## Exercise requirements
Please read the interview below and name the research center Yossi Alpher formerly directed.

Yossi Alpher is an independent security analyst. He is the former director of the Jaffee Center for Strategic Studies at Tel Aviv University, a former senior official with the Mossad, and a former IDF intelligence officer. Views and positions expressed here are those of the writer, and do not necessarily represent APN's views and policy positions.
Q. The Knesset just passed, on a preliminary vote, a new election bill sponsored by Blue-White, Netanyahu’s disaffected coalition partner. Why now? Is Blue-White serious?
A. Blue-White’s leader, Benny Gantz, seems so out of place in Israeli politics that it is hard to tell if he’s
serious. If his bill becomes law, he and PM Netanyahu will have to agree on a date for Israel’s fourth round of
elections in two years. Gantz will ultimately have to accommodate Netanyahu’s demand to delay the elections until
as late as June 2021. By that time, with anti-covid vaccinations proliferating, Netanyahu will take credit for
stopping the virus rather than spreading it through gross mismanagement and politicization.

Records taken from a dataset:
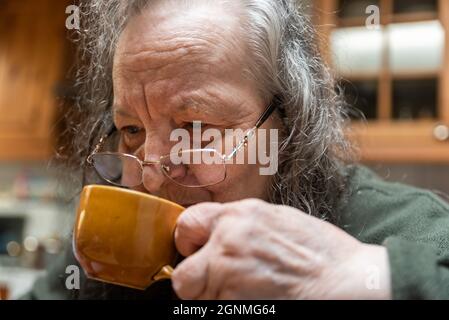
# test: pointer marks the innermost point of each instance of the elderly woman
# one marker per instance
(321, 227)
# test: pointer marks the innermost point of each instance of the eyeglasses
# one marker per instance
(126, 170)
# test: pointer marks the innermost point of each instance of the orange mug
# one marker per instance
(125, 237)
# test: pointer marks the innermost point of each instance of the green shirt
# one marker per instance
(413, 224)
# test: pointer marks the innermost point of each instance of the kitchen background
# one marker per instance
(396, 74)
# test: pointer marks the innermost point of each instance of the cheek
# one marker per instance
(242, 182)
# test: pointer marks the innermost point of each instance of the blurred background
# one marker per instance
(395, 74)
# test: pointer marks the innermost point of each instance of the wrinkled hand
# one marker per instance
(251, 249)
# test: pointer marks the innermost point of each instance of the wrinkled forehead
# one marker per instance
(168, 32)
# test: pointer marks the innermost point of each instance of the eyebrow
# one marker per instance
(122, 111)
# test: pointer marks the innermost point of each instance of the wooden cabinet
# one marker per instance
(32, 53)
(407, 108)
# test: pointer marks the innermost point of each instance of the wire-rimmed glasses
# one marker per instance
(126, 170)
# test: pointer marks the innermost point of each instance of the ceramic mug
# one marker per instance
(125, 237)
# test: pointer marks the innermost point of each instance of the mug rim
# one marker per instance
(135, 193)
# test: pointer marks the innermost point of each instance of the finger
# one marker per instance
(189, 279)
(195, 225)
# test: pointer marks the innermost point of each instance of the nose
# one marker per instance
(153, 178)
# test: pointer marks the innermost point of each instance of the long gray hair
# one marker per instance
(288, 66)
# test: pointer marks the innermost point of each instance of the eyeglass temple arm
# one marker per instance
(267, 113)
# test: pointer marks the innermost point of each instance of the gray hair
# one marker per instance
(288, 67)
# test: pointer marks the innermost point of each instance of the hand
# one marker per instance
(251, 249)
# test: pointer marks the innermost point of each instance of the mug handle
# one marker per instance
(164, 273)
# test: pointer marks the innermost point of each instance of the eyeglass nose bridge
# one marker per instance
(149, 162)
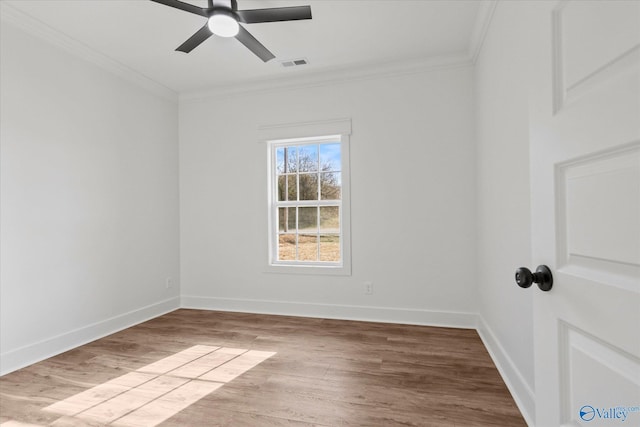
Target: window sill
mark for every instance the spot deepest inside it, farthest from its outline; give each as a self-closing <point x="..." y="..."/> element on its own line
<point x="310" y="270"/>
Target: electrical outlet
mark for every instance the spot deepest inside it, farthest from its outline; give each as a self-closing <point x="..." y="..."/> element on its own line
<point x="368" y="288"/>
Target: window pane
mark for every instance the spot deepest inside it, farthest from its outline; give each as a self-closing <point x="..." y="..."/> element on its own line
<point x="330" y="186"/>
<point x="286" y="219"/>
<point x="280" y="160"/>
<point x="287" y="185"/>
<point x="291" y="159"/>
<point x="308" y="186"/>
<point x="308" y="220"/>
<point x="287" y="247"/>
<point x="330" y="157"/>
<point x="330" y="248"/>
<point x="329" y="219"/>
<point x="308" y="156"/>
<point x="307" y="247"/>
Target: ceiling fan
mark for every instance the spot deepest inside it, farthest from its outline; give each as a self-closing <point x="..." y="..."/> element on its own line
<point x="223" y="18"/>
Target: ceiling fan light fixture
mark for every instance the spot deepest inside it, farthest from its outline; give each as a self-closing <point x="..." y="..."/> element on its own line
<point x="223" y="23"/>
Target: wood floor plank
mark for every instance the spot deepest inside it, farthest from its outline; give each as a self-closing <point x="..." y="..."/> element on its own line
<point x="288" y="371"/>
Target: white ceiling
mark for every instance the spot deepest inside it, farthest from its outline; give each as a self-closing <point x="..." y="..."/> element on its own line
<point x="141" y="35"/>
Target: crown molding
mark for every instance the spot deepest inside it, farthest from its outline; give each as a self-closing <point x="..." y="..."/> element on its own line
<point x="35" y="27"/>
<point x="481" y="27"/>
<point x="332" y="77"/>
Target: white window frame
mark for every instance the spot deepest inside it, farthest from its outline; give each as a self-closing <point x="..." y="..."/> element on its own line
<point x="300" y="134"/>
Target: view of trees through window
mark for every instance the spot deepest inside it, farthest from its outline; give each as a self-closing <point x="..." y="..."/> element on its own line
<point x="308" y="202"/>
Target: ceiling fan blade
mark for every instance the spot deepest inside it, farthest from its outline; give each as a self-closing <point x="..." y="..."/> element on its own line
<point x="184" y="6"/>
<point x="254" y="45"/>
<point x="275" y="14"/>
<point x="194" y="41"/>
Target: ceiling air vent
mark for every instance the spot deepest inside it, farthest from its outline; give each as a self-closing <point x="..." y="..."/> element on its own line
<point x="294" y="62"/>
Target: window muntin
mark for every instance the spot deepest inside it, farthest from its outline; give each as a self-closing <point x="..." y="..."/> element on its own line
<point x="306" y="202"/>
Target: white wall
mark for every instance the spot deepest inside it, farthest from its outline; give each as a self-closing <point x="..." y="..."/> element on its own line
<point x="89" y="201"/>
<point x="412" y="208"/>
<point x="504" y="222"/>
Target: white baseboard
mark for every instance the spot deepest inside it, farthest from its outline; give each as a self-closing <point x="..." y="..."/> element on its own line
<point x="24" y="356"/>
<point x="522" y="393"/>
<point x="333" y="311"/>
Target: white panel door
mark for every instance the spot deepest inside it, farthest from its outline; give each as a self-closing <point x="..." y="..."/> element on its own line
<point x="585" y="178"/>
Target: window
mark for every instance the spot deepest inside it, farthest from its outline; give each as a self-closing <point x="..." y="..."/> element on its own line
<point x="308" y="205"/>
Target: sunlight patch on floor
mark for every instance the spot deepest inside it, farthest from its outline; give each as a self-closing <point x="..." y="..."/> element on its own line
<point x="156" y="392"/>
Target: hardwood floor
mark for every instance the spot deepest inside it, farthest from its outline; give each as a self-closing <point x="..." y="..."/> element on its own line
<point x="283" y="371"/>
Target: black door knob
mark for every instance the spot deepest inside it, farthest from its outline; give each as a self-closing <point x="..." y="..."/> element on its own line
<point x="542" y="276"/>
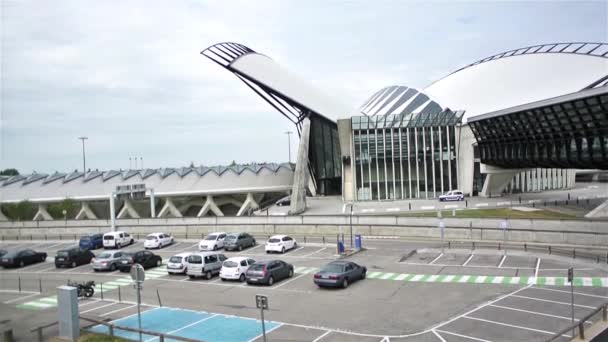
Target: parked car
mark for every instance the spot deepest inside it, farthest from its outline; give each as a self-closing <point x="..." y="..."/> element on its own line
<point x="107" y="261"/>
<point x="21" y="257"/>
<point x="238" y="241"/>
<point x="339" y="274"/>
<point x="267" y="272"/>
<point x="158" y="240"/>
<point x="146" y="259"/>
<point x="212" y="242"/>
<point x="284" y="201"/>
<point x="117" y="239"/>
<point x="235" y="268"/>
<point x="73" y="257"/>
<point x="205" y="264"/>
<point x="454" y="195"/>
<point x="280" y="243"/>
<point x="92" y="241"/>
<point x="178" y="264"/>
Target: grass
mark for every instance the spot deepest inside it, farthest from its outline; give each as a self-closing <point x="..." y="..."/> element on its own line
<point x="496" y="213"/>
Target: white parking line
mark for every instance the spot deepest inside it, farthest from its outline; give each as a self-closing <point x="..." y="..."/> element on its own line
<point x="463" y="336"/>
<point x="118" y="310"/>
<point x="512" y="325"/>
<point x="321" y="337"/>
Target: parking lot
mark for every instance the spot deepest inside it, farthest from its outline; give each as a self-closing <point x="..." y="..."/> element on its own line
<point x="413" y="292"/>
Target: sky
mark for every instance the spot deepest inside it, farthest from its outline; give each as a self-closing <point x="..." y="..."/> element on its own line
<point x="129" y="75"/>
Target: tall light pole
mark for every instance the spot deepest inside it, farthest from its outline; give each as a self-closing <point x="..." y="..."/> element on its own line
<point x="84" y="160"/>
<point x="289" y="143"/>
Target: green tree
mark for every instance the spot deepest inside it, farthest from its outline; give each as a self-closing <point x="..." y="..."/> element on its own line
<point x="69" y="205"/>
<point x="9" y="172"/>
<point x="20" y="211"/>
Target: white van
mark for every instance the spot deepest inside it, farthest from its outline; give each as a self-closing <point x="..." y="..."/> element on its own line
<point x="117" y="239"/>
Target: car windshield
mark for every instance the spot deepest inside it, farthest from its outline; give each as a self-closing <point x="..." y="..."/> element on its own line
<point x="104" y="255"/>
<point x="175" y="259"/>
<point x="257" y="267"/>
<point x="230" y="264"/>
<point x="333" y="268"/>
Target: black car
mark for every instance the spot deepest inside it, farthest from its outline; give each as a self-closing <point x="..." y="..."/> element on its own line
<point x="267" y="272"/>
<point x="238" y="241"/>
<point x="146" y="259"/>
<point x="73" y="257"/>
<point x="339" y="274"/>
<point x="21" y="257"/>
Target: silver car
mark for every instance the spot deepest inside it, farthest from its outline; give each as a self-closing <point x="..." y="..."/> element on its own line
<point x="107" y="260"/>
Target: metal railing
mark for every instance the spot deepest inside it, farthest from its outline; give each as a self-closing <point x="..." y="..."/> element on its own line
<point x="579" y="327"/>
<point x="113" y="327"/>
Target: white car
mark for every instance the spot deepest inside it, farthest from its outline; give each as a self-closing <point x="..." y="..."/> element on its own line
<point x="454" y="195"/>
<point x="212" y="242"/>
<point x="235" y="268"/>
<point x="178" y="264"/>
<point x="158" y="240"/>
<point x="280" y="243"/>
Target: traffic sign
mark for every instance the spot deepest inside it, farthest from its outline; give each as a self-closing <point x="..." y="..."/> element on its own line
<point x="137" y="273"/>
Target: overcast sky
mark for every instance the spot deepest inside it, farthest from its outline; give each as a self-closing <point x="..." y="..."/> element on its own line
<point x="128" y="74"/>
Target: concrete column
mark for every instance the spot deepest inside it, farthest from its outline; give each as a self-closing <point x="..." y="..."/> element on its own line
<point x="42" y="214"/>
<point x="210" y="205"/>
<point x="86" y="212"/>
<point x="169" y="208"/>
<point x="128" y="209"/>
<point x="300" y="177"/>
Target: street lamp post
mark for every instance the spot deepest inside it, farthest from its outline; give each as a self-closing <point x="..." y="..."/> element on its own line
<point x="84" y="163"/>
<point x="289" y="143"/>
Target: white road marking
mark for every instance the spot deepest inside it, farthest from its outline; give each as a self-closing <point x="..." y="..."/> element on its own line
<point x="511" y="325"/>
<point x="553" y="301"/>
<point x="321" y="337"/>
<point x="502" y="261"/>
<point x="468" y="259"/>
<point x="463" y="336"/>
<point x="437" y="258"/>
<point x="118" y="310"/>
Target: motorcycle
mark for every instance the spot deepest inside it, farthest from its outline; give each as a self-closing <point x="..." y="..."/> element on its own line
<point x="86" y="289"/>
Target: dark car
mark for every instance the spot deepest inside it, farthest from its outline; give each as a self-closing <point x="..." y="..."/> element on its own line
<point x="339" y="274"/>
<point x="92" y="241"/>
<point x="145" y="258"/>
<point x="21" y="257"/>
<point x="73" y="257"/>
<point x="267" y="272"/>
<point x="238" y="241"/>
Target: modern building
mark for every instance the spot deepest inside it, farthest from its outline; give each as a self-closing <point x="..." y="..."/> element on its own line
<point x="518" y="121"/>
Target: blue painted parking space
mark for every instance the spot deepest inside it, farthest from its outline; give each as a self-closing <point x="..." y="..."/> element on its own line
<point x="192" y="324"/>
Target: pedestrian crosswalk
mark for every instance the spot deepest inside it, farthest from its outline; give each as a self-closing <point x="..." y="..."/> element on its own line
<point x="477" y="279"/>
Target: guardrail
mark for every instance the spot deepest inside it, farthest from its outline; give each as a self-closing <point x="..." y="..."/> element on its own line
<point x="580" y="326"/>
<point x="112" y="327"/>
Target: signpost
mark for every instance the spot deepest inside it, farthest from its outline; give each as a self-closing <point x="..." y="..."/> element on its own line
<point x="138" y="275"/>
<point x="571" y="281"/>
<point x="261" y="302"/>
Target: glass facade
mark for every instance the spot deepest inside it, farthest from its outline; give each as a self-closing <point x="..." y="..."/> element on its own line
<point x="405" y="156"/>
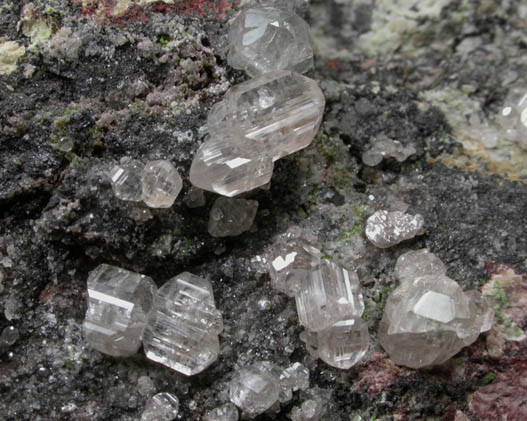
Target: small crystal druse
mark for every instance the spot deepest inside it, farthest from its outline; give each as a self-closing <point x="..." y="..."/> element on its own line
<point x="257" y="122"/>
<point x="266" y="39"/>
<point x="119" y="303"/>
<point x="428" y="318"/>
<point x="182" y="332"/>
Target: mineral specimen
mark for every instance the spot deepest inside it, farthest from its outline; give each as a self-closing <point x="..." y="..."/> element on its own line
<point x="429" y="319"/>
<point x="182" y="332"/>
<point x="416" y="263"/>
<point x="342" y="345"/>
<point x="119" y="304"/>
<point x="161" y="184"/>
<point x="231" y="217"/>
<point x="257" y="122"/>
<point x="126" y="179"/>
<point x="385" y="229"/>
<point x="254" y="389"/>
<point x="227" y="412"/>
<point x="330" y="294"/>
<point x="161" y="407"/>
<point x="384" y="147"/>
<point x="266" y="39"/>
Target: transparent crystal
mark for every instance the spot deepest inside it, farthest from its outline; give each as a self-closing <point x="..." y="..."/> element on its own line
<point x="126" y="179"/>
<point x="226" y="168"/>
<point x="183" y="331"/>
<point x="416" y="263"/>
<point x="429" y="319"/>
<point x="254" y="389"/>
<point x="119" y="303"/>
<point x="161" y="184"/>
<point x="267" y="39"/>
<point x="275" y="114"/>
<point x="226" y="412"/>
<point x="386" y="229"/>
<point x="161" y="407"/>
<point x="231" y="217"/>
<point x="342" y="345"/>
<point x="291" y="260"/>
<point x="330" y="294"/>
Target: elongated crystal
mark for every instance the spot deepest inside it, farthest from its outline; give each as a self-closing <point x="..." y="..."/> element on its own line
<point x="119" y="303"/>
<point x="183" y="331"/>
<point x="267" y="39"/>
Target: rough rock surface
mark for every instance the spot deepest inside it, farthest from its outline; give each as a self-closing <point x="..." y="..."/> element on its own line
<point x="84" y="83"/>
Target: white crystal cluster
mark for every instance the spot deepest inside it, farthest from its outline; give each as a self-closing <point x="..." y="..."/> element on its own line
<point x="428" y="318"/>
<point x="328" y="299"/>
<point x="178" y="324"/>
<point x="386" y="229"/>
<point x="156" y="183"/>
<point x="258" y="387"/>
<point x="266" y="118"/>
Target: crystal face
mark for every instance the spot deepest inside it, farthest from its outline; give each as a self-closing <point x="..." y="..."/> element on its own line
<point x="329" y="295"/>
<point x="429" y="319"/>
<point x="342" y="345"/>
<point x="267" y="39"/>
<point x="254" y="389"/>
<point x="119" y="303"/>
<point x="231" y="217"/>
<point x="161" y="184"/>
<point x="385" y="229"/>
<point x="182" y="333"/>
<point x="161" y="407"/>
<point x="126" y="179"/>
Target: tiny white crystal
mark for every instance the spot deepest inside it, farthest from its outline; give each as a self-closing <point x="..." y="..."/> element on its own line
<point x="119" y="303"/>
<point x="266" y="39"/>
<point x="254" y="389"/>
<point x="161" y="184"/>
<point x="231" y="217"/>
<point x="126" y="179"/>
<point x="386" y="229"/>
<point x="161" y="407"/>
<point x="182" y="333"/>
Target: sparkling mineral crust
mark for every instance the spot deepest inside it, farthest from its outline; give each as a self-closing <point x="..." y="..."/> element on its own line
<point x="231" y="217"/>
<point x="257" y="122"/>
<point x="161" y="184"/>
<point x="266" y="39"/>
<point x="428" y="319"/>
<point x="161" y="407"/>
<point x="126" y="179"/>
<point x="119" y="303"/>
<point x="385" y="229"/>
<point x="182" y="333"/>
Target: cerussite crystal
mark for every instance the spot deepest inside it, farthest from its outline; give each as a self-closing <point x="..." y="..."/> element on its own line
<point x="330" y="294"/>
<point x="386" y="229"/>
<point x="429" y="319"/>
<point x="254" y="389"/>
<point x="161" y="184"/>
<point x="231" y="217"/>
<point x="182" y="333"/>
<point x="161" y="407"/>
<point x="119" y="303"/>
<point x="126" y="179"/>
<point x="266" y="39"/>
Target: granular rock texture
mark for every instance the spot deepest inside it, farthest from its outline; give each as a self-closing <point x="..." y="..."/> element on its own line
<point x="84" y="84"/>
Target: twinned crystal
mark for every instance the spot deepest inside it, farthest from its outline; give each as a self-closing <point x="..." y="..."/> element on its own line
<point x="385" y="229"/>
<point x="161" y="407"/>
<point x="231" y="217"/>
<point x="428" y="318"/>
<point x="119" y="304"/>
<point x="266" y="39"/>
<point x="182" y="332"/>
<point x="257" y="122"/>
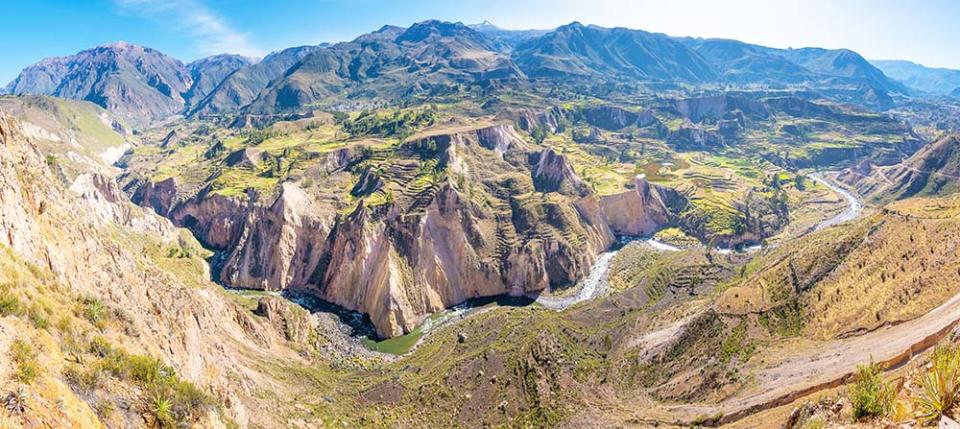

## Solution to this exercise
The Jaffee Center for Strategic Studies at Tel Aviv University.